[Stored data entries]

※

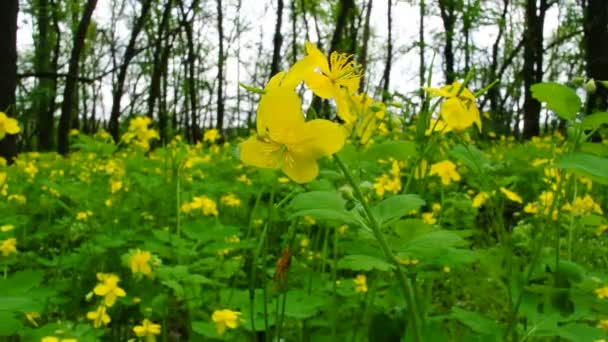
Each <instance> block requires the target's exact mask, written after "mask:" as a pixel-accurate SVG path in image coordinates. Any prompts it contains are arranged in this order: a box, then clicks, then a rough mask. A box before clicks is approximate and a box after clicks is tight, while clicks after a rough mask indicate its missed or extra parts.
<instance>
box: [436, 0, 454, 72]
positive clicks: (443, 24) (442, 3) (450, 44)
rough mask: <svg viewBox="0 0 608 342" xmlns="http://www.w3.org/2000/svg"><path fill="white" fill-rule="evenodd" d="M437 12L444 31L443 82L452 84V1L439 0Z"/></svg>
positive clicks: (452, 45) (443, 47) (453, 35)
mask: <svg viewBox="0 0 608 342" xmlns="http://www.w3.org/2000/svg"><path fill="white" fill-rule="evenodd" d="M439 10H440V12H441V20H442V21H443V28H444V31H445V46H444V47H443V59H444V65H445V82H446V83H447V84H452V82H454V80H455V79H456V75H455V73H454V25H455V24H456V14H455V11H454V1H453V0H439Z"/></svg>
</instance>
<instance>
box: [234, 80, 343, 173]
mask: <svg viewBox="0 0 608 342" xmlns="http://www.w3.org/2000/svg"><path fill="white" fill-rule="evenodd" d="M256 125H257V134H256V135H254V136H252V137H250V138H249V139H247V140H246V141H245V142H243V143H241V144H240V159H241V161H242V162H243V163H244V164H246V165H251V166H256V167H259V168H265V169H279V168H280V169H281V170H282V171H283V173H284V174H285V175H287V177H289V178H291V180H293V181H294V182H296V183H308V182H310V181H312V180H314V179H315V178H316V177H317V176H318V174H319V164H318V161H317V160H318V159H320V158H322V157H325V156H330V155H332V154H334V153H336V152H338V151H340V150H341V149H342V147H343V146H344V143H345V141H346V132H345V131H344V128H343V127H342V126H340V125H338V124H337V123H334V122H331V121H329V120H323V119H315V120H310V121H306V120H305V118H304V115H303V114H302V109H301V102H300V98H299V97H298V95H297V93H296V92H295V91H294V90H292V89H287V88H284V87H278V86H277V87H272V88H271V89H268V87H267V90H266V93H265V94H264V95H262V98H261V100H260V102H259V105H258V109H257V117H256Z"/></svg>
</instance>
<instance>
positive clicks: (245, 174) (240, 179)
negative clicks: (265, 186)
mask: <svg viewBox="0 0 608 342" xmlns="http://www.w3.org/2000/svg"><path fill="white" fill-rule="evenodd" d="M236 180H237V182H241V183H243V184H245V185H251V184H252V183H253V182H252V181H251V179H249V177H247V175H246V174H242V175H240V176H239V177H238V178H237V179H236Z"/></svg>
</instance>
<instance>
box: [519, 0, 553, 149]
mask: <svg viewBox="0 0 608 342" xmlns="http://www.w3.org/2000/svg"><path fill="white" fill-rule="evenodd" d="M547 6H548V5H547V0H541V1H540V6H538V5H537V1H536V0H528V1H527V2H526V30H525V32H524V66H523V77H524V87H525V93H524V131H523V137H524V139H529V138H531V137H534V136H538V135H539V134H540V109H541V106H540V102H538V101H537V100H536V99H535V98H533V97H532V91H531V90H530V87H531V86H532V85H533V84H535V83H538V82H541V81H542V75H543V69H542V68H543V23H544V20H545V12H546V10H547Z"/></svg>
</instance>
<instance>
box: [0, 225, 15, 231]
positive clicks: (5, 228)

※

YOUR GOAL: Output the records above character for character, but leave each image out.

REPLY:
Each <instance> block requires the target's exact mask, written after "mask:" as a pixel-accurate SVG path in image coordinates. Any prompts it contains are arranged in this order: a box, then clicks, then a rough mask. A box before clicks is approximate and a box after clicks is tight, while clicks after a rough mask indicate its missed or extra parts.
<instance>
box: [436, 0, 454, 72]
positive clicks: (443, 24) (442, 3) (450, 44)
rough mask: <svg viewBox="0 0 608 342" xmlns="http://www.w3.org/2000/svg"><path fill="white" fill-rule="evenodd" d="M437 12L444 31L443 82L452 84V1L439 0Z"/></svg>
positive clicks: (452, 45) (443, 47) (453, 35)
mask: <svg viewBox="0 0 608 342" xmlns="http://www.w3.org/2000/svg"><path fill="white" fill-rule="evenodd" d="M439 10H440V12H441V20H442V21H443V28H444V31H445V46H444V47H443V59H444V65H445V82H446V83H447V84H452V82H454V80H455V79H456V75H455V73H454V25H455V24H456V14H455V11H454V1H453V0H439Z"/></svg>
</instance>
<instance>
box: [234, 80, 343, 173]
mask: <svg viewBox="0 0 608 342" xmlns="http://www.w3.org/2000/svg"><path fill="white" fill-rule="evenodd" d="M256 125H257V134H256V135H254V136H252V137H250V138H249V139H247V140H246V141H245V142H243V143H241V144H240V159H241V161H242V162H243V163H244V164H246V165H251V166H256V167H259V168H265V169H279V168H280V169H281V170H282V171H283V173H284V174H285V175H287V177H289V178H291V180H293V181H294V182H296V183H308V182H310V181H312V180H314V179H315V178H316V177H317V176H318V174H319V164H318V161H317V160H318V159H320V158H322V157H325V156H330V155H332V154H334V153H336V152H338V151H340V150H341V149H342V147H343V146H344V143H345V141H346V132H345V131H344V128H343V127H342V126H340V125H338V124H337V123H334V122H331V121H329V120H323V119H315V120H310V121H306V120H305V118H304V115H303V114H302V109H301V102H300V98H299V97H298V95H297V93H296V92H295V91H294V90H292V89H287V88H284V87H278V86H277V87H272V88H271V89H268V87H267V90H266V93H265V94H264V95H262V98H261V100H260V102H259V105H258V109H257V117H256Z"/></svg>
</instance>
<instance>
positive clicks: (245, 174) (240, 179)
negative clicks: (265, 186)
mask: <svg viewBox="0 0 608 342" xmlns="http://www.w3.org/2000/svg"><path fill="white" fill-rule="evenodd" d="M236 180H237V182H241V183H243V184H245V185H251V184H252V183H253V182H252V181H251V179H249V177H247V175H246V174H242V175H240V176H239V177H238V178H237V179H236Z"/></svg>
</instance>
<instance>
box: [519, 0, 553, 149]
mask: <svg viewBox="0 0 608 342" xmlns="http://www.w3.org/2000/svg"><path fill="white" fill-rule="evenodd" d="M547 6H548V5H547V0H541V1H540V6H538V5H537V1H536V0H528V1H527V2H526V30H525V32H524V66H523V77H524V87H525V93H524V131H523V137H524V139H529V138H531V137H534V136H538V135H539V134H540V109H541V106H540V102H538V101H537V100H536V99H535V98H533V97H532V91H531V90H530V87H531V86H532V85H533V84H535V83H538V82H541V81H542V75H543V69H542V68H543V23H544V20H545V12H546V10H547Z"/></svg>
</instance>
<instance>
box: [0, 225, 15, 231]
positive clicks: (5, 228)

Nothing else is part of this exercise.